[Exercise prompt]
Produce the records again in full, exactly as shown below.

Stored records
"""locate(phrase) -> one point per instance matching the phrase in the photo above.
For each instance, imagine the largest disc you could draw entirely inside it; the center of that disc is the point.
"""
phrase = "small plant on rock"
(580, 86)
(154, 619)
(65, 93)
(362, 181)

[Written response]
"""locate(phrase) -> one point per instance matching the phrase in the photo above.
For each instance, imagine the largest disc you could draw entirely inside it; the center of that disc is the point.
"""
phrase = "small plant on rock"
(580, 86)
(154, 619)
(65, 93)
(362, 181)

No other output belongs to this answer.